# [What is required]
Take the line containing "Study the picture above. For each instance of the radiator, find" and all lines after it to the end of the records, and output them exactly.

# [Rows]
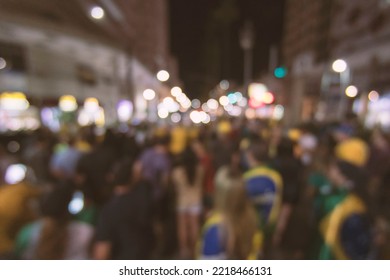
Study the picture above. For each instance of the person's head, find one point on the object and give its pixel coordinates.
(285, 148)
(121, 173)
(241, 222)
(189, 161)
(54, 203)
(343, 132)
(257, 153)
(347, 176)
(162, 140)
(53, 237)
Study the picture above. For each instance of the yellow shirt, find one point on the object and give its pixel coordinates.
(353, 150)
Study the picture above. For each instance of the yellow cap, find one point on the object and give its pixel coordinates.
(354, 151)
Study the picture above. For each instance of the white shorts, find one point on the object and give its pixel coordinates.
(192, 209)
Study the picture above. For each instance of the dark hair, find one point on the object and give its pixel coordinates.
(189, 161)
(122, 172)
(54, 236)
(285, 148)
(356, 175)
(259, 150)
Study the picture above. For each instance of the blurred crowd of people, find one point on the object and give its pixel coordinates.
(234, 189)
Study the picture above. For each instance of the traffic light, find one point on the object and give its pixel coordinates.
(280, 72)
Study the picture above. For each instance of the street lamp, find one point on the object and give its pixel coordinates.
(163, 76)
(340, 66)
(246, 42)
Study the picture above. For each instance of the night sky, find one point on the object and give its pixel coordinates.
(205, 39)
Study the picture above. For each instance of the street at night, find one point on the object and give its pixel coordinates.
(194, 130)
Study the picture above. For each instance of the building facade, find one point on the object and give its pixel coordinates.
(319, 32)
(55, 48)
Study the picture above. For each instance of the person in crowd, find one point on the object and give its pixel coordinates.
(378, 163)
(346, 226)
(124, 229)
(38, 157)
(206, 160)
(154, 166)
(64, 160)
(55, 236)
(264, 187)
(232, 230)
(188, 178)
(287, 234)
(223, 145)
(349, 147)
(93, 168)
(18, 198)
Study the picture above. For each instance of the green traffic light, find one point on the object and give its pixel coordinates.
(280, 72)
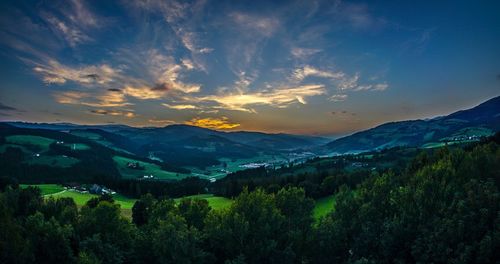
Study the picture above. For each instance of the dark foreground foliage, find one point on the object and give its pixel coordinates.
(444, 208)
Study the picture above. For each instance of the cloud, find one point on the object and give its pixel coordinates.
(259, 24)
(180, 106)
(161, 121)
(338, 97)
(355, 16)
(73, 22)
(277, 97)
(212, 123)
(303, 53)
(167, 73)
(301, 73)
(143, 93)
(418, 44)
(6, 108)
(107, 99)
(55, 73)
(127, 114)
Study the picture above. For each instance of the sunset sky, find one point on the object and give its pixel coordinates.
(304, 67)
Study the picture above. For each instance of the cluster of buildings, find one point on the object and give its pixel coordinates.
(86, 188)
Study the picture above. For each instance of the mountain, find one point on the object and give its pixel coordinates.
(470, 124)
(184, 145)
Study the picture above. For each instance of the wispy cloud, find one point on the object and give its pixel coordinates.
(280, 98)
(212, 123)
(4, 107)
(303, 53)
(338, 97)
(107, 99)
(257, 24)
(301, 73)
(180, 106)
(128, 114)
(56, 73)
(161, 121)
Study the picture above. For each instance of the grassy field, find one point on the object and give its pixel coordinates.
(323, 206)
(215, 202)
(57, 161)
(77, 146)
(46, 189)
(98, 139)
(41, 142)
(149, 169)
(220, 171)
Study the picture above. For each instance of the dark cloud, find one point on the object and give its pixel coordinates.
(161, 87)
(93, 76)
(6, 108)
(99, 112)
(344, 112)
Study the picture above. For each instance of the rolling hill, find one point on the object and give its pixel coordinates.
(470, 124)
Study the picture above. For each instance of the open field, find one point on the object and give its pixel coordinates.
(215, 202)
(46, 189)
(40, 142)
(323, 206)
(97, 138)
(149, 169)
(56, 161)
(221, 170)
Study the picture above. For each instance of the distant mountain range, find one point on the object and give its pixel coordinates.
(184, 145)
(470, 124)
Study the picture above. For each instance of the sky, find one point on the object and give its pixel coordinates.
(325, 68)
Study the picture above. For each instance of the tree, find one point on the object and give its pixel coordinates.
(194, 211)
(142, 209)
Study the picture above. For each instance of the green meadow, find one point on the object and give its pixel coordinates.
(322, 206)
(149, 169)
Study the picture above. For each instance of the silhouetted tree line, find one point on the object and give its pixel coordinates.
(444, 207)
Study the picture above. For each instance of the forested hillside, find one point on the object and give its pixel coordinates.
(443, 207)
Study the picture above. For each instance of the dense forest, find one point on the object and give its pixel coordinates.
(443, 207)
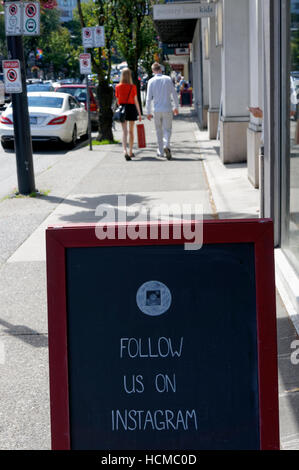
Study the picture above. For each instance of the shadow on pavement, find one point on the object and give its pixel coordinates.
(25, 334)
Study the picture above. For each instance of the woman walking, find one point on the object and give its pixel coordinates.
(126, 93)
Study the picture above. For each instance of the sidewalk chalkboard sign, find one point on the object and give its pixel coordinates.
(155, 347)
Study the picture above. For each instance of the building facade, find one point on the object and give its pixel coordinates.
(245, 53)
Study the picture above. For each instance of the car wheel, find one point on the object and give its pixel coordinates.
(73, 142)
(7, 145)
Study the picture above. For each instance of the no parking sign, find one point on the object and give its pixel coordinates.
(13, 18)
(31, 19)
(85, 64)
(12, 76)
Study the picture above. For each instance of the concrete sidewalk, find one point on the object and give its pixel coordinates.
(77, 184)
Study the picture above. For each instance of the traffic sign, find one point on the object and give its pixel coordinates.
(85, 63)
(87, 37)
(31, 19)
(99, 36)
(12, 76)
(13, 18)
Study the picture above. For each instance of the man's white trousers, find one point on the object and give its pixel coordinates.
(163, 124)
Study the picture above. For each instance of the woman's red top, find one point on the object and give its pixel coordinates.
(122, 92)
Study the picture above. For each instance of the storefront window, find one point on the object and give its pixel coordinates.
(290, 238)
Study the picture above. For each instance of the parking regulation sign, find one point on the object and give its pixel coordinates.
(31, 19)
(87, 37)
(85, 64)
(12, 76)
(99, 36)
(13, 18)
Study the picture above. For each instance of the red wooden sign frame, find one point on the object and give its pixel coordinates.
(258, 231)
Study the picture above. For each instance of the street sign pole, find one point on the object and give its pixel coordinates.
(88, 109)
(23, 146)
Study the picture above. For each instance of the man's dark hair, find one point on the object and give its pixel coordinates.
(156, 67)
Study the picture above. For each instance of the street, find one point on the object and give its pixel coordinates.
(44, 156)
(76, 183)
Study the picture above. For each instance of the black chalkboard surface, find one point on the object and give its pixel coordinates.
(162, 348)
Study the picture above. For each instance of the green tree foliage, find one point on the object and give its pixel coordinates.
(59, 54)
(101, 13)
(136, 35)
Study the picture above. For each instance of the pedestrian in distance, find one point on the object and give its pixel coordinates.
(160, 89)
(126, 93)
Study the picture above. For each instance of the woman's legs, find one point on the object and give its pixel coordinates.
(131, 136)
(125, 136)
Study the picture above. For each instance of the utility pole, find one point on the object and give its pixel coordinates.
(88, 108)
(22, 135)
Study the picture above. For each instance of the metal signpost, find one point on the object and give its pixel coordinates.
(15, 83)
(85, 69)
(91, 37)
(99, 36)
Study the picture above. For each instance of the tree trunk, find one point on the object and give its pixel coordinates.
(105, 97)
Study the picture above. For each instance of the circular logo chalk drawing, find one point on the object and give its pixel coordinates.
(153, 298)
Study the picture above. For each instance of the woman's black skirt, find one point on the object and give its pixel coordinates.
(130, 112)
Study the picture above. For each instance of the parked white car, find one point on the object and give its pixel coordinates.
(53, 117)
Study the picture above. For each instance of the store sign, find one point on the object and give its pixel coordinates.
(31, 19)
(12, 76)
(182, 51)
(152, 346)
(183, 11)
(85, 64)
(176, 45)
(13, 18)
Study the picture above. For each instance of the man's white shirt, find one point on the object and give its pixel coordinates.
(160, 89)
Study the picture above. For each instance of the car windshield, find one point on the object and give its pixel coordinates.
(79, 93)
(45, 102)
(39, 87)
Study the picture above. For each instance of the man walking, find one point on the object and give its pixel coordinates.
(160, 89)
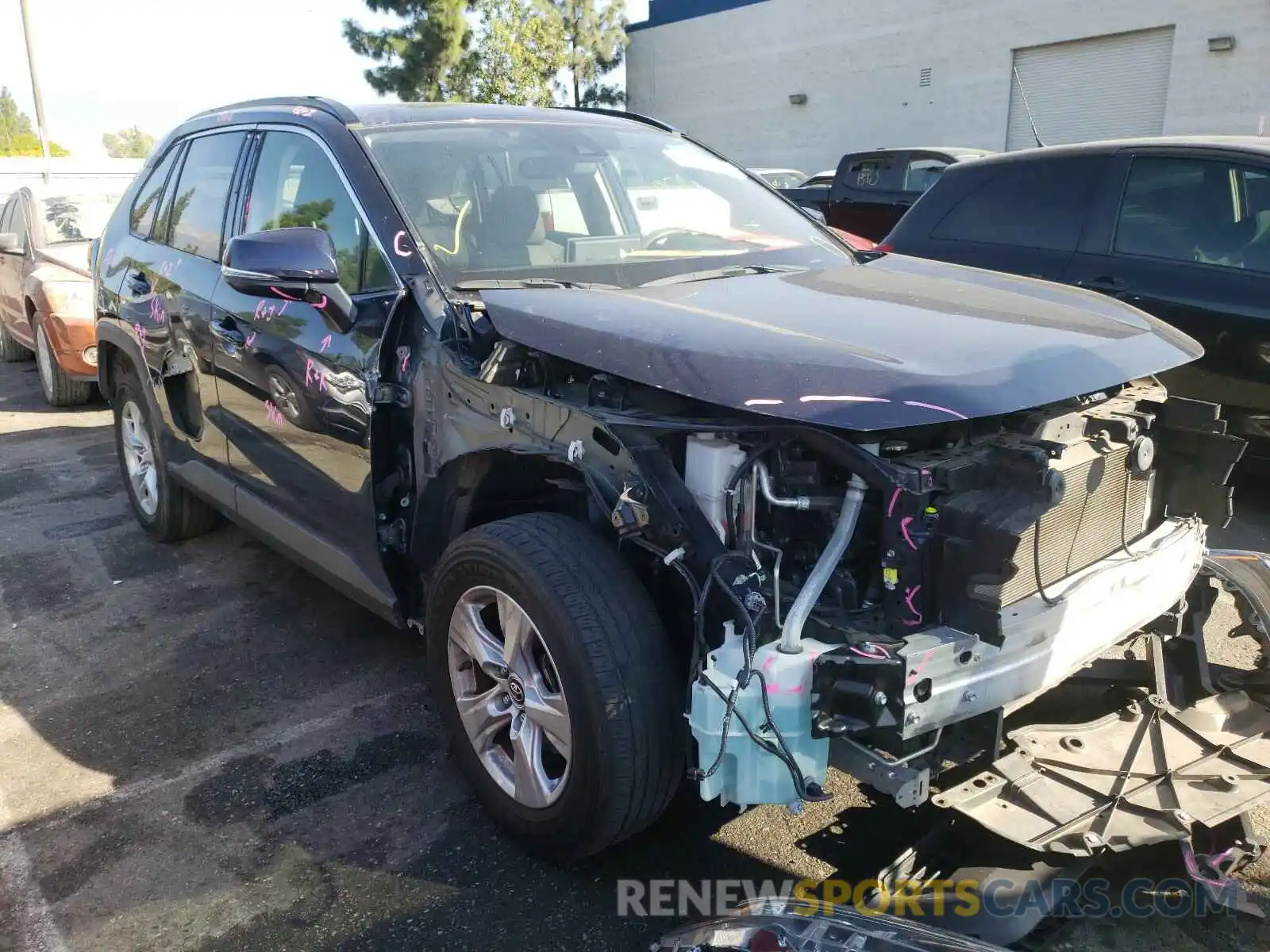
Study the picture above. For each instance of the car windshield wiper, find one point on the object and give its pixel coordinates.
(518, 283)
(733, 271)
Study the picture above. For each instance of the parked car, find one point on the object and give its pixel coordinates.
(870, 192)
(781, 178)
(1179, 228)
(582, 444)
(46, 286)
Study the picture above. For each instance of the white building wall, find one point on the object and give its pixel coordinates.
(727, 78)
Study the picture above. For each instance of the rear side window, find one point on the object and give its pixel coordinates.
(143, 216)
(1029, 205)
(1197, 209)
(870, 173)
(200, 198)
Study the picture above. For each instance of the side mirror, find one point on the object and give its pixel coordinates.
(292, 264)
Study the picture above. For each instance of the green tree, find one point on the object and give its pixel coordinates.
(597, 42)
(521, 48)
(17, 135)
(129, 144)
(427, 59)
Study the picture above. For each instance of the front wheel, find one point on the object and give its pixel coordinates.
(556, 683)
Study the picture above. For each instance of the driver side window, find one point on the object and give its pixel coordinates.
(296, 186)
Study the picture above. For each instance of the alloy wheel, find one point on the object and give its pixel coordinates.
(139, 457)
(510, 697)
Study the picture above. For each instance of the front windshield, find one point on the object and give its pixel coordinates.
(76, 217)
(587, 202)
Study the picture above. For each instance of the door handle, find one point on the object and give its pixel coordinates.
(1105, 283)
(228, 333)
(139, 283)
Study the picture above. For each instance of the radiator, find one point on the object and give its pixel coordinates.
(1102, 494)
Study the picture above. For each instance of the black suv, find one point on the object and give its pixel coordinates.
(629, 454)
(1179, 228)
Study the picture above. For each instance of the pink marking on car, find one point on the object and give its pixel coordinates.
(903, 530)
(935, 406)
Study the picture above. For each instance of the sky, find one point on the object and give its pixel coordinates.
(106, 67)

# [Task answer]
Study the picture above. For each instance of the radiator, find one point on the object and give its pixel coordinates.
(1102, 494)
Study the picture above. For each instance of the black suv, find one point on the object and give its pixel coordinates.
(629, 454)
(1179, 228)
Study the picture above. For each instance of the pink marking on car, find one point on the object and give its pixel coordinates.
(903, 530)
(935, 406)
Study the picture above. For each instance of the sky, find one point on the object and give its pixel coordinates.
(106, 67)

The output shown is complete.